Applied Digital didn't originally build any servers or run any of its own cloud services. It simply built or bought big data centers, made sure they were powered, and rented out its rack space to AI and cloud companies that installed their own servers.
So like Digital Realty Trust (NYSE: DLR), Equinix (NASDAQ: EQIX), and other data center developers, Applied Digital seemed more like a real estate company instead of a tech company. But in 2023, it launched a new subsidiary, Sai Computing, to provide its own cloud-based AI services powered by Nvidia's latest GPUs.
With Sai, Applied Digital believed it could launch its own cloud services for AI applications on top of its own data center infrastructure, but that strategic shift was odd for three reasons. First, it costs a lot of money to build your own servers, secure a steady supply of Nvidia's GPUs, and run your own cloud services.
Second, Applied Digital positioned itself as a competitor to its own clients -- which include Amazon, Microsoft, and other public cloud and AI leaders. Lastly, it seemingly contradicted its own plan to evolve into a real estate investment trust (REIT), which would require that it pay out at least 90% of its pre-tax profits as dividends to maintain a favorable tax rate. It still isn't profitable on a generally accepted accounting principles (GAAP) basis. Ramping up its spending on expensive GPUs and servers would keep its bottom line deep in the red.
In the first nine months of fiscal 2025 (which ended this February), Applied Digital's total revenue rose 46% year over year to $177 million. Its cloud services revenue surged 487% to $71 million, but its data center hosting revenue fell 3% to $106 million as it lost some contracts, sold a facility in Texas, and struggled with power outages at a North Dakota facility.
However, the cloud services segment only narrowed its loss from $41 million to $32 million -- while the data center hosting segment's profit of $57 million marked a significant improvement from its loss of $5 million a year earlier.

Data section ▸

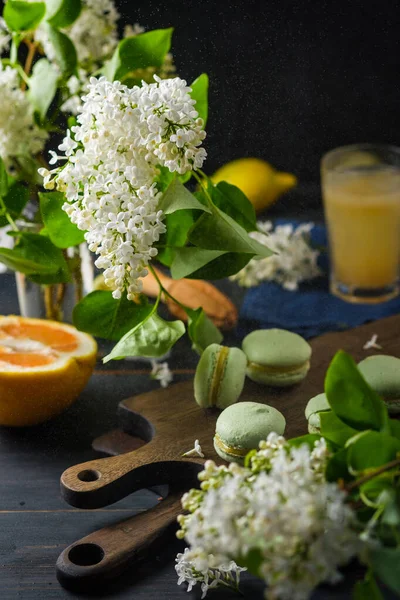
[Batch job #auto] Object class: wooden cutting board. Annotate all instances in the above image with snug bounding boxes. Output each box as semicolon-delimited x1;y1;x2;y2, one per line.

Your objective ▸
Decide whether each statement below agrees with the passage about Applied Digital. Answer yes or no for each, and quote the words from the passage that settle it.
(a) Applied Digital launched Sai Computing in 2023.
(b) In the first nine months of fiscal 2025, Applied Digital's data center hosting revenue increased.
(c) The cloud services segment turned a profit in the first nine months of fiscal 2025.

Result below ▸
(a) Yes: "But in 2023, it launched a new subsidiary, Sai Computing"
(b) No: "its data center hosting revenue fell 3% to $106 million"
(c) No: "the cloud services segment only narrowed its loss from $41 million to $32 million"